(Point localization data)

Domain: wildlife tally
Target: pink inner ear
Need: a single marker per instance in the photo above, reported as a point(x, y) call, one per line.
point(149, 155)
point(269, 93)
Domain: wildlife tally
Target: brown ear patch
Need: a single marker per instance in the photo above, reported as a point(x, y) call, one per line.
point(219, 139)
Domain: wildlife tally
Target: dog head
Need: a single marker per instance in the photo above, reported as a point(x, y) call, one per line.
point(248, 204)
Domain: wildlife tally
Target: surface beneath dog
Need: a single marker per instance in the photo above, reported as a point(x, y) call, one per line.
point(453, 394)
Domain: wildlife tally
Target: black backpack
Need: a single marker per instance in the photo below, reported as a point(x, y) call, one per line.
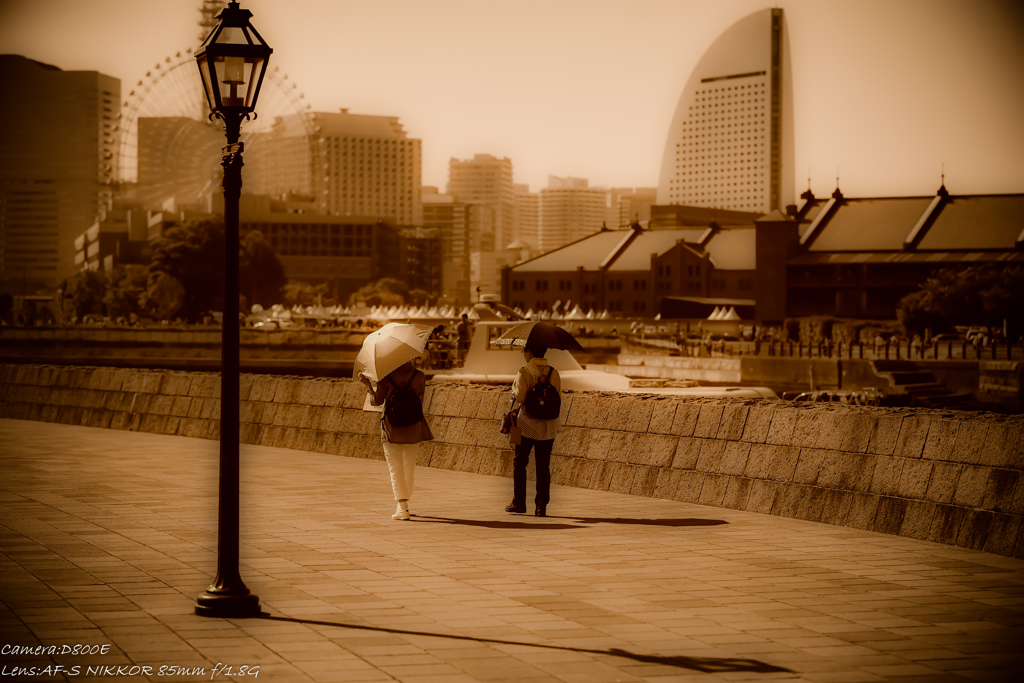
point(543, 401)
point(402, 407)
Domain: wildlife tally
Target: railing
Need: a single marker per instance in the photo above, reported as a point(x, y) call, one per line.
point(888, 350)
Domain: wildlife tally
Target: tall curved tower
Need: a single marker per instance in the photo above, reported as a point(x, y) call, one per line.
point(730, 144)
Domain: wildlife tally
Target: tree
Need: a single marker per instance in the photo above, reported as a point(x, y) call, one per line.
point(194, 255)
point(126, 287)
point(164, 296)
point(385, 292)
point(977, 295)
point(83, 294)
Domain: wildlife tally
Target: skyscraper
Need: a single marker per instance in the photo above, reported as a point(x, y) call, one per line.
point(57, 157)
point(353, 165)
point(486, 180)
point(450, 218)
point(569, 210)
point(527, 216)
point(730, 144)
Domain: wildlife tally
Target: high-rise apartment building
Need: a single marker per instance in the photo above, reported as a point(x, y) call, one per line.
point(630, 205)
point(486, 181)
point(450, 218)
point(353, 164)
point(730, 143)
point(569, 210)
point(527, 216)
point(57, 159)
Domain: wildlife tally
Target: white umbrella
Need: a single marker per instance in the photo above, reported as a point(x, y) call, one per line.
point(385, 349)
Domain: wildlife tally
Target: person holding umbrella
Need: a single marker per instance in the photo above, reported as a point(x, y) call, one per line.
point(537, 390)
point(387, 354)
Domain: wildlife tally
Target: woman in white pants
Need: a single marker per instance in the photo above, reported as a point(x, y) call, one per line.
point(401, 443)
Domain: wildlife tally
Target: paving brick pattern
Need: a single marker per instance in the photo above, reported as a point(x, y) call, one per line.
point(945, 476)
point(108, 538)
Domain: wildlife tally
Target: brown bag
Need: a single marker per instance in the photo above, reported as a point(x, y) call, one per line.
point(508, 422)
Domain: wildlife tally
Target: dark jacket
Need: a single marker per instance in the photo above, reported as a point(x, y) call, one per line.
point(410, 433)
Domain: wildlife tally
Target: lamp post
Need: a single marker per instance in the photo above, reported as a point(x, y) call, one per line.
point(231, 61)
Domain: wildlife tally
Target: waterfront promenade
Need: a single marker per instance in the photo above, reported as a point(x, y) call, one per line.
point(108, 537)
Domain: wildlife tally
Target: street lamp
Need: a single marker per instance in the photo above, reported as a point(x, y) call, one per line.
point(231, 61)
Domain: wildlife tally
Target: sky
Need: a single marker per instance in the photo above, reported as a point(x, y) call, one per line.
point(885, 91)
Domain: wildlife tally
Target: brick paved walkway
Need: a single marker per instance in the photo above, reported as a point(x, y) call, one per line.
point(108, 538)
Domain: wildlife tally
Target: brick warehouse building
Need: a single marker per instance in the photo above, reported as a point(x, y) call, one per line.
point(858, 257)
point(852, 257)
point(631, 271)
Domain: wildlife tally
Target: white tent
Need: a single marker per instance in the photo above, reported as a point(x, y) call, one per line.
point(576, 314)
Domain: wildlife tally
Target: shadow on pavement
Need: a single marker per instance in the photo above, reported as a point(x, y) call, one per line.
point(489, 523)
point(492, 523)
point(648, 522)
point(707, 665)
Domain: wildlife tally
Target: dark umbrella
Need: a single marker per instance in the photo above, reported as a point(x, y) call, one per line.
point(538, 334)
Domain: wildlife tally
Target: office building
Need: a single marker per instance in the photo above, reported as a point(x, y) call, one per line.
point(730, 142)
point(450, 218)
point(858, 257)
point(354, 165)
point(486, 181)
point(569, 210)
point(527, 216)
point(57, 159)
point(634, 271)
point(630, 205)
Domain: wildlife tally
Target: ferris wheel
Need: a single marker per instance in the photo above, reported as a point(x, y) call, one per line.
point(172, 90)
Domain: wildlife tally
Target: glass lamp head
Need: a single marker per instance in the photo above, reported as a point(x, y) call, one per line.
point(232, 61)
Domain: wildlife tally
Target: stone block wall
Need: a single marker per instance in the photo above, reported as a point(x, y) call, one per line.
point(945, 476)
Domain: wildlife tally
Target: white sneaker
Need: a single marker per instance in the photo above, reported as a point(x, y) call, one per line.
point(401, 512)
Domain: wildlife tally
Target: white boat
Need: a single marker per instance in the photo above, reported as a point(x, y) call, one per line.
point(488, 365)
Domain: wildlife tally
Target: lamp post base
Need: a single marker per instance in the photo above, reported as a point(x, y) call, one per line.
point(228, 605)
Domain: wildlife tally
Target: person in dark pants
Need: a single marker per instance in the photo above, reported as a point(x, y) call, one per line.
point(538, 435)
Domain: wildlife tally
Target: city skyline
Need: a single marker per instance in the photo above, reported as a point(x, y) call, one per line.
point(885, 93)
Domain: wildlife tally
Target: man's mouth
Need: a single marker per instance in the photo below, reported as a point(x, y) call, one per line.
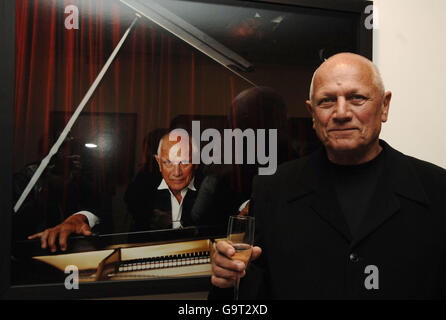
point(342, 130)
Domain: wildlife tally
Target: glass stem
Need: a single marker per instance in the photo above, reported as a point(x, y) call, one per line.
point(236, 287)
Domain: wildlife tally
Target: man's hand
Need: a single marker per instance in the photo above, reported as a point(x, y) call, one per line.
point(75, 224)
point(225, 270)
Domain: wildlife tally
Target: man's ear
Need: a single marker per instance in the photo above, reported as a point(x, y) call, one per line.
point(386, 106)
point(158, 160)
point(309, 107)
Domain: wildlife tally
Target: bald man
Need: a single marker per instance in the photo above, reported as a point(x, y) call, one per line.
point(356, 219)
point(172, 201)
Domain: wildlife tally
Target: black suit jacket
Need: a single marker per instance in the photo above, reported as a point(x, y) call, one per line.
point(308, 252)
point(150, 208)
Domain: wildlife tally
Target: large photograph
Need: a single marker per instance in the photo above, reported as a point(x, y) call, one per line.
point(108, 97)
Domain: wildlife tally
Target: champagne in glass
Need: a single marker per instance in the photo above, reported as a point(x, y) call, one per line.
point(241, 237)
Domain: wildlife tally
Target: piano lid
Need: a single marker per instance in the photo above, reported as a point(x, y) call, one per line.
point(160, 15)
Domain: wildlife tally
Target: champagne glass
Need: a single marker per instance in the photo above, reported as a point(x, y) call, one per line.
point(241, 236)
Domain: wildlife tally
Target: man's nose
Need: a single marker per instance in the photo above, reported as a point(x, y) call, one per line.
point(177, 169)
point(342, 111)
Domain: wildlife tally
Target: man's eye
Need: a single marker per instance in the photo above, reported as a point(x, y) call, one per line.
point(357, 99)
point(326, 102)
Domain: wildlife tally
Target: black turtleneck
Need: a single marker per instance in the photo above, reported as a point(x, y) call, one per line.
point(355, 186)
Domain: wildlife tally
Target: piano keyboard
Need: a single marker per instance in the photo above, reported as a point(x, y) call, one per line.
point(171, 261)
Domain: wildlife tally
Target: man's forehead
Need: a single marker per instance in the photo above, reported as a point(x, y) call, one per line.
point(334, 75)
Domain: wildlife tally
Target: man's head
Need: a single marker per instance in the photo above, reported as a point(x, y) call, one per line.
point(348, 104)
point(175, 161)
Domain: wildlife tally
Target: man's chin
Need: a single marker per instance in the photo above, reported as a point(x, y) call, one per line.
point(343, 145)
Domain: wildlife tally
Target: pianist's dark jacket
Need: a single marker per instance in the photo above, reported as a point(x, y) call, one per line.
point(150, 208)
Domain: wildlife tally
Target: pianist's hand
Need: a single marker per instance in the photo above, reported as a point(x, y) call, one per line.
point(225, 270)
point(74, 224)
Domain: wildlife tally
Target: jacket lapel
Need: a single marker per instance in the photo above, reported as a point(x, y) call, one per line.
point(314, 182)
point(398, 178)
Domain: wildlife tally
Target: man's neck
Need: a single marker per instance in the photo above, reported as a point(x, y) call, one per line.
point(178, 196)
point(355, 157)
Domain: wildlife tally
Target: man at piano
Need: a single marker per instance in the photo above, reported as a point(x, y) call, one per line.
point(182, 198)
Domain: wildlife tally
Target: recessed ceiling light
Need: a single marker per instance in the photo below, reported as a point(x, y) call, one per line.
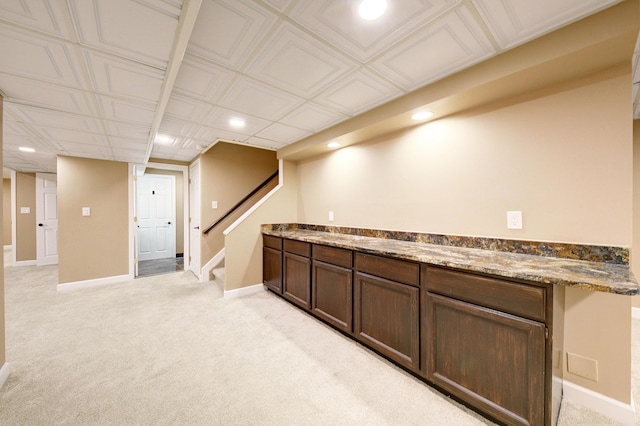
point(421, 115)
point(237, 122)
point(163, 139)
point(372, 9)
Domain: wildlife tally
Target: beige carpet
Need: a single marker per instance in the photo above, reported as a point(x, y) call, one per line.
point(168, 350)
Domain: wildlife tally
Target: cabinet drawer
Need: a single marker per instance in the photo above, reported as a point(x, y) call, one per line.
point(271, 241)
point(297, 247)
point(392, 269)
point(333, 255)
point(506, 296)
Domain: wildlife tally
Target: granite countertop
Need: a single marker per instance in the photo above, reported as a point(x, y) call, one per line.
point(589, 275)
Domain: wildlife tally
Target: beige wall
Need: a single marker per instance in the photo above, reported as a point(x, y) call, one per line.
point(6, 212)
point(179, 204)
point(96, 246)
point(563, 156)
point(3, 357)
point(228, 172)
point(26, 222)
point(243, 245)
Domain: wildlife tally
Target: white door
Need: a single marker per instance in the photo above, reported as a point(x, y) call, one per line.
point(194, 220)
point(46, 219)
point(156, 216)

---

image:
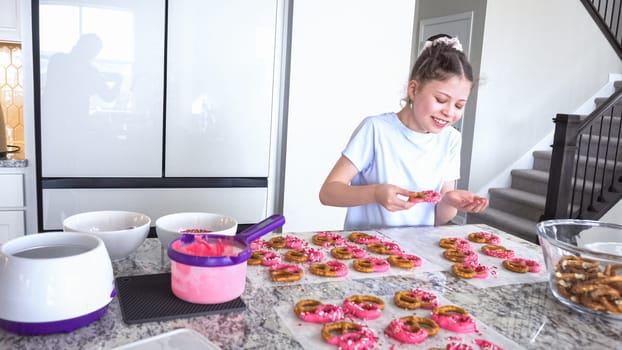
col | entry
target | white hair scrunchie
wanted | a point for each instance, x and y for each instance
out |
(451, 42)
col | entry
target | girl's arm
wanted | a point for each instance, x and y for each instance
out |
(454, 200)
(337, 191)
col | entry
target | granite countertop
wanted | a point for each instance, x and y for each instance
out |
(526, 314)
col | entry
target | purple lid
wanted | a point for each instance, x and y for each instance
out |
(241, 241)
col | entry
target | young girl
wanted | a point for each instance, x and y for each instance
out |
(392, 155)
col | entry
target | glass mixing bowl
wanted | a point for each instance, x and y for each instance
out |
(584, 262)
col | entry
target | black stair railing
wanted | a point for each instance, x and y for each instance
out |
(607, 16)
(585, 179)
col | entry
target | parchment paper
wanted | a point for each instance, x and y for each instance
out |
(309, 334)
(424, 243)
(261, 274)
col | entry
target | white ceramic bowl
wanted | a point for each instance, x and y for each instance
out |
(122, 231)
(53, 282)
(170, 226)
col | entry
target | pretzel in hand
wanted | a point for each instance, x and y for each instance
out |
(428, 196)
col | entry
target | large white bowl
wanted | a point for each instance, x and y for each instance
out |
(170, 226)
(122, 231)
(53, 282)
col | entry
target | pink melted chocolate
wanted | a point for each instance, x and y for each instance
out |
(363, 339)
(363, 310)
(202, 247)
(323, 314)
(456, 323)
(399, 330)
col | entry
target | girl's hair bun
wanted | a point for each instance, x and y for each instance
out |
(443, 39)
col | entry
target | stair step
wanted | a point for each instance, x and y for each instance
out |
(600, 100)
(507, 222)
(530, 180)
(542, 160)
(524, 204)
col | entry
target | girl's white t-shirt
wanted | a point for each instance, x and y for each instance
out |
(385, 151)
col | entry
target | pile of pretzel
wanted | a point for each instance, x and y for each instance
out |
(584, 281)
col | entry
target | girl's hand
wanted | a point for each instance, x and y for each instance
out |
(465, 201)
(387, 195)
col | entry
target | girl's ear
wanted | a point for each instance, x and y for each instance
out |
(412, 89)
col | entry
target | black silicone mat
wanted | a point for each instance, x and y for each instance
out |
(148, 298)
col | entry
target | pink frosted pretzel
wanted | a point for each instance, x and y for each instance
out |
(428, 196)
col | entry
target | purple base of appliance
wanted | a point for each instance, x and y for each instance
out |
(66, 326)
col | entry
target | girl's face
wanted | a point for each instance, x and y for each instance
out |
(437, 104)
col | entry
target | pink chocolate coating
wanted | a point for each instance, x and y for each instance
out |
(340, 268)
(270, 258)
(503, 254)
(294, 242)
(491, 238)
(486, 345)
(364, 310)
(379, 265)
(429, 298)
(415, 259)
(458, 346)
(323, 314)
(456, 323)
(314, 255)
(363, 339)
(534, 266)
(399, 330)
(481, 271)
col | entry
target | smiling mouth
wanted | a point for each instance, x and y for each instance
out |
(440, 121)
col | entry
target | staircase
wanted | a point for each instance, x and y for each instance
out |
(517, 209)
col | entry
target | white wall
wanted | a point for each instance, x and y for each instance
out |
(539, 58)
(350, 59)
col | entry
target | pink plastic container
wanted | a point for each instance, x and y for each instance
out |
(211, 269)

* * *

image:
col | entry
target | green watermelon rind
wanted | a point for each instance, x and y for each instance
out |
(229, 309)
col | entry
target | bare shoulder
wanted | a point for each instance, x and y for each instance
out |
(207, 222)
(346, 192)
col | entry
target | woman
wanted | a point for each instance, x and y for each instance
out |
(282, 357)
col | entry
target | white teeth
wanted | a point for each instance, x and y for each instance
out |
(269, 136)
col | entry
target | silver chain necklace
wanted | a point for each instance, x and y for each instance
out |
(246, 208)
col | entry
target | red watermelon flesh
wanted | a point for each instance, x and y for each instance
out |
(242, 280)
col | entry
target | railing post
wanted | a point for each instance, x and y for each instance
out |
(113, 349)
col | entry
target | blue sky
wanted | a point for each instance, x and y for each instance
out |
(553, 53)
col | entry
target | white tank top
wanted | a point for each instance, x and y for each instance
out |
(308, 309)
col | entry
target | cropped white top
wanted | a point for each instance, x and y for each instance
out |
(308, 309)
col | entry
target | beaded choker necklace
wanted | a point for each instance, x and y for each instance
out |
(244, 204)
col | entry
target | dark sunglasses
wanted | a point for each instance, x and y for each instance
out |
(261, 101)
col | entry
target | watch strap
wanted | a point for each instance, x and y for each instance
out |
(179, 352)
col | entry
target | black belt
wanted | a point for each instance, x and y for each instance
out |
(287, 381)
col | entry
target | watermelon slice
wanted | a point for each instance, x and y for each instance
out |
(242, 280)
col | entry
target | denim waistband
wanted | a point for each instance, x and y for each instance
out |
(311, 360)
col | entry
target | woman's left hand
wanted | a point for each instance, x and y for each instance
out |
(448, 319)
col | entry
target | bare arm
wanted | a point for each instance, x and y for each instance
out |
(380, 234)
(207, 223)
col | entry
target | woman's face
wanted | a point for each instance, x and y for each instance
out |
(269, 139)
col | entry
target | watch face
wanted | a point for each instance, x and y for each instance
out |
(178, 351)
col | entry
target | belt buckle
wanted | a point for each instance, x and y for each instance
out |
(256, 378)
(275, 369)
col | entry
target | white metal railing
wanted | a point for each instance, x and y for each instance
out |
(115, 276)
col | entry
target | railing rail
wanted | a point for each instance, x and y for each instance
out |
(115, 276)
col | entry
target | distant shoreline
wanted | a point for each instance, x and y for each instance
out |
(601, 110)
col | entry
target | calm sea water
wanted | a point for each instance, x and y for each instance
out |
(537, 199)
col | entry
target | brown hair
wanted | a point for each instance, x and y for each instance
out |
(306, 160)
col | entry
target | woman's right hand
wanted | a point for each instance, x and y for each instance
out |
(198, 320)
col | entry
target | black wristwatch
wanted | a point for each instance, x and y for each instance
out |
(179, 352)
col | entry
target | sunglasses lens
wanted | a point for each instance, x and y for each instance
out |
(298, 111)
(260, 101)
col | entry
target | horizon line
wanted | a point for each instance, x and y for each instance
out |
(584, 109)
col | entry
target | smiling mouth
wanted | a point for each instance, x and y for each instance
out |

> Activity:
Copy here each line of the preceding records with "brown" in it.

> Completed exercise:
Target: brown ear patch
Target: brown bag
target | brown hair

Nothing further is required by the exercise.